# Stored data entries:

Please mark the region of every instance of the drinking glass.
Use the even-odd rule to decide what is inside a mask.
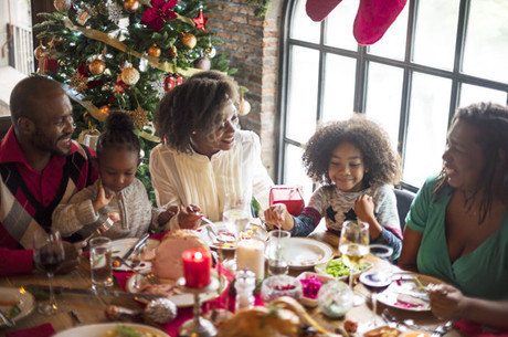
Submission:
[[[340,231],[339,252],[342,255],[343,263],[350,268],[349,287],[353,291],[352,281],[354,272],[360,261],[369,253],[369,223],[351,220],[345,221]],[[363,302],[363,297],[354,294],[354,306]]]
[[[251,207],[246,198],[237,198],[229,200],[224,206],[222,220],[226,229],[232,232],[236,240],[241,239],[241,234],[247,228],[251,221]]]
[[[393,249],[385,244],[371,244],[370,253],[381,259],[390,259],[393,254]],[[371,292],[372,314],[373,319],[368,328],[375,328],[378,323],[378,294],[383,292],[392,282],[391,265],[388,271],[363,273],[360,276],[360,282]]]
[[[285,248],[289,244],[290,233],[283,230],[274,230],[268,233],[266,244],[266,257],[268,259],[268,274],[281,275],[287,274],[289,265]]]
[[[113,285],[112,240],[104,236],[89,241],[92,287]]]
[[[53,292],[53,274],[59,270],[65,260],[65,250],[60,232],[35,233],[34,235],[34,262],[35,265],[46,272],[50,284],[50,301],[39,304],[39,312],[43,315],[54,315],[65,310],[63,305],[56,304]]]

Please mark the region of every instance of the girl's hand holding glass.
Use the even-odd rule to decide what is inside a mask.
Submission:
[[[287,211],[284,203],[276,203],[265,210],[265,222],[268,228],[281,228],[285,231],[290,231],[294,227],[292,214]]]

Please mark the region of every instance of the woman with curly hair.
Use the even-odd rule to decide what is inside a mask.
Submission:
[[[447,283],[431,288],[435,316],[508,329],[508,108],[457,109],[446,143],[406,217],[399,266]]]
[[[400,166],[385,131],[361,115],[331,123],[309,139],[303,160],[321,187],[298,218],[276,204],[265,211],[266,222],[305,236],[322,217],[335,233],[346,220],[359,218],[369,223],[371,242],[392,246],[392,259],[398,259],[402,233],[393,183],[399,182]]]
[[[150,154],[150,175],[157,203],[178,212],[171,229],[195,228],[201,212],[219,221],[225,204],[253,196],[268,206],[273,182],[261,161],[260,137],[237,130],[237,98],[230,77],[207,71],[159,103],[154,123],[163,143]]]

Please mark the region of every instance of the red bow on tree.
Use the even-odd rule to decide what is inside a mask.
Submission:
[[[171,10],[178,0],[151,0],[151,8],[142,13],[141,23],[151,27],[154,31],[160,31],[169,19],[177,19],[178,14]]]

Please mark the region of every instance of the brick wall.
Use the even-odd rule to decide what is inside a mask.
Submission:
[[[215,46],[229,54],[230,65],[241,70],[234,78],[250,91],[245,98],[251,113],[241,117],[242,128],[261,137],[263,164],[275,176],[275,130],[278,88],[278,46],[283,0],[272,0],[264,18],[254,15],[254,7],[245,0],[218,1],[209,13],[208,28],[224,43]]]

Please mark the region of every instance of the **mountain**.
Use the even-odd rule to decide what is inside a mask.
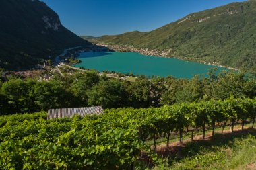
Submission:
[[[256,1],[191,13],[151,32],[104,36],[96,40],[166,50],[170,56],[256,71]]]
[[[28,69],[66,48],[90,44],[63,27],[43,2],[0,1],[0,67]]]

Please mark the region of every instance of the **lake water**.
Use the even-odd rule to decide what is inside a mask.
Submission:
[[[135,75],[168,75],[177,78],[191,78],[195,75],[205,75],[212,67],[218,71],[226,68],[178,60],[176,58],[141,55],[137,52],[82,52],[76,67],[94,69],[99,71],[113,71],[122,73],[132,72]]]

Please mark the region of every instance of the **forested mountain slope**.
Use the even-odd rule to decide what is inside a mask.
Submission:
[[[170,50],[170,56],[256,71],[256,1],[191,13],[148,32],[104,36],[98,42]]]
[[[0,1],[0,67],[28,69],[65,48],[83,44],[91,44],[63,27],[44,3]]]

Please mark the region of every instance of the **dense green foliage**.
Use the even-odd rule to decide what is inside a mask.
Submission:
[[[255,1],[234,3],[189,14],[151,32],[92,40],[164,50],[170,56],[256,71],[255,7]]]
[[[29,69],[64,48],[91,44],[63,27],[38,0],[1,0],[0,15],[0,67]]]
[[[0,71],[1,74],[1,71]],[[100,77],[95,71],[49,81],[11,77],[0,81],[0,115],[36,112],[49,108],[102,105],[104,108],[159,107],[177,103],[256,96],[256,80],[243,73],[222,72],[192,79],[145,77],[135,82]]]
[[[254,121],[255,107],[256,99],[231,97],[158,108],[112,109],[84,118],[46,120],[44,112],[1,116],[0,167],[127,169],[141,150],[157,160],[145,143],[148,140],[156,142],[178,130],[182,138],[187,126],[208,124],[214,129],[212,122]]]

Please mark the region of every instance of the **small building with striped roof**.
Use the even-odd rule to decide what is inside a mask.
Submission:
[[[71,118],[75,115],[84,117],[88,115],[102,114],[104,114],[104,110],[101,106],[49,109],[48,110],[47,119]]]

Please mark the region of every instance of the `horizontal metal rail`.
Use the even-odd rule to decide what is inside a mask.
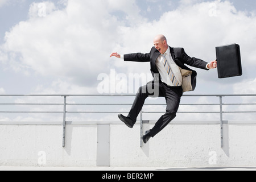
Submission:
[[[33,114],[33,113],[56,113],[56,114],[62,114],[63,115],[63,146],[65,146],[65,123],[66,123],[66,114],[67,113],[91,113],[91,114],[98,114],[98,113],[119,113],[119,111],[106,111],[102,110],[101,109],[101,110],[97,110],[96,109],[90,109],[90,110],[69,110],[67,107],[68,106],[128,106],[131,105],[131,104],[125,104],[125,103],[68,103],[67,101],[68,97],[135,97],[135,94],[29,94],[29,95],[24,95],[24,94],[4,94],[0,95],[0,99],[2,98],[8,98],[10,97],[60,97],[64,98],[64,102],[62,103],[31,103],[31,101],[29,103],[0,103],[0,106],[63,106],[63,110],[51,110],[51,111],[33,111],[33,110],[27,110],[27,111],[16,111],[13,110],[13,108],[10,108],[13,110],[2,110],[2,109],[0,107],[0,113],[28,113],[28,114]],[[256,101],[254,101],[254,103],[224,103],[222,100],[224,97],[255,97],[256,94],[184,94],[183,97],[217,97],[219,98],[219,102],[218,103],[207,103],[207,104],[197,104],[197,103],[185,103],[185,104],[181,104],[180,105],[189,105],[189,106],[219,106],[219,110],[217,111],[178,111],[179,113],[219,113],[220,117],[220,126],[221,126],[221,147],[223,146],[223,134],[222,134],[222,125],[223,125],[223,114],[225,113],[256,113],[255,110],[251,111],[251,110],[225,110],[225,108],[223,107],[224,106],[254,106],[256,105]],[[235,101],[233,101],[234,102]],[[3,102],[1,101],[1,102]],[[145,105],[166,105],[166,104],[145,104]],[[109,107],[108,107],[109,109]],[[5,110],[6,110],[6,108],[5,108]],[[2,109],[2,110],[1,110]],[[215,110],[215,109],[214,109]],[[146,113],[164,113],[165,111],[141,111],[141,146],[142,146],[142,129],[143,122],[143,114]],[[127,113],[127,111],[122,111],[122,113]]]

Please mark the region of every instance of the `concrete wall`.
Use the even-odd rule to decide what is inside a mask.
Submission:
[[[256,166],[256,122],[173,122],[140,147],[140,125],[0,123],[0,166]],[[102,125],[105,124],[105,125]],[[143,130],[154,126],[143,124]]]

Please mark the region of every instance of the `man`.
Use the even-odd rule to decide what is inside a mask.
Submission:
[[[164,97],[166,101],[166,113],[156,122],[155,126],[143,136],[146,143],[174,119],[183,93],[194,90],[196,84],[196,72],[185,65],[209,70],[217,67],[217,61],[208,63],[201,59],[188,56],[183,48],[169,47],[166,37],[157,35],[154,39],[154,47],[148,53],[130,53],[121,55],[113,53],[110,57],[122,58],[125,61],[150,62],[151,71],[154,80],[141,86],[127,117],[118,114],[121,121],[133,128],[146,98],[148,96]],[[156,90],[155,88],[157,88]],[[157,92],[152,93],[152,89]]]

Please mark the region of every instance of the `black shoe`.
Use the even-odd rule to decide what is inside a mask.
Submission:
[[[134,125],[135,123],[133,120],[131,120],[131,119],[129,117],[126,117],[125,116],[123,116],[121,114],[118,114],[118,118],[120,119],[121,121],[123,122],[127,126],[128,126],[131,129],[133,127],[133,125]]]
[[[144,143],[147,143],[148,140],[151,138],[151,136],[150,135],[150,130],[146,131],[145,133],[145,135],[142,136],[142,140],[143,140]]]

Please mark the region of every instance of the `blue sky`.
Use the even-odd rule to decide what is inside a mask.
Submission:
[[[147,53],[160,33],[207,61],[216,59],[216,46],[241,46],[242,77],[196,69],[191,94],[254,93],[236,86],[256,85],[255,13],[251,0],[0,0],[0,94],[98,93],[101,73],[147,75],[148,64],[109,56]]]

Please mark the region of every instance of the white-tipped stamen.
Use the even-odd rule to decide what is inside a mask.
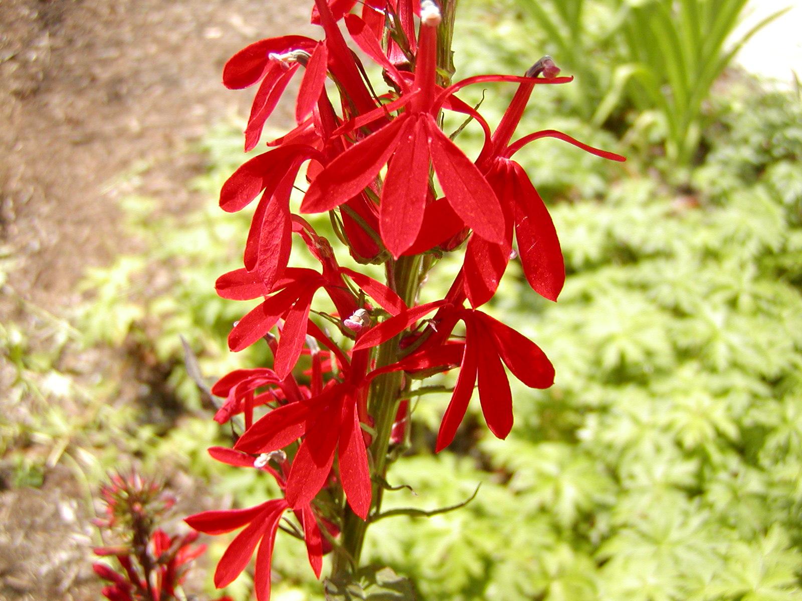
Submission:
[[[283,54],[277,52],[271,52],[267,55],[267,58],[272,61],[278,61],[285,67],[290,67],[293,63],[300,63],[302,65],[306,65],[306,61],[309,60],[310,56],[311,54],[306,50],[294,50],[285,52]]]
[[[262,453],[259,457],[253,460],[253,467],[261,469],[267,465],[267,462],[270,461],[270,455],[268,453]]]
[[[423,0],[420,2],[420,22],[430,27],[436,27],[440,24],[443,15],[440,8],[432,0]]]
[[[342,325],[354,332],[361,332],[363,328],[370,325],[371,314],[363,309],[358,309],[354,314],[346,320],[343,320]]]

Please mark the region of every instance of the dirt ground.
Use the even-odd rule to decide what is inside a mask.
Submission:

# Task to complete:
Rewrite the lines that begin at the line containing "Please mark the region of every instance of the **lake" and stop after the line containing "[[[0,1],[0,67],[28,69],[65,48],[83,44],[91,44],[63,27],[44,3]]]" as a Markdown table with the columns Number and Line, numbering each line and omitting blank lines. Include no other lines.

# Final result:
| Number | Line |
|---|---|
| 1 | Please mark the region of every instance of the **lake water**. |
| 2 | Use the even-odd rule to decide what is inside a mask. |
| 3 | Submission: |
| 4 | [[[135,75],[168,75],[177,78],[191,78],[195,75],[205,75],[212,67],[218,71],[226,68],[178,60],[176,58],[141,55],[137,52],[82,52],[76,67],[94,69],[99,71],[113,71],[122,73],[132,72]]] |
| 5 | Please mark the region of every instance of the **forested mountain slope**. |
| 6 | Use the even-odd rule to decide what is inside a mask. |
| 7 | Submission: |
| 8 | [[[170,50],[170,56],[256,71],[256,1],[191,13],[148,32],[104,36],[98,42]]] |
| 9 | [[[0,1],[0,67],[28,69],[65,48],[83,44],[91,44],[63,27],[44,3]]] |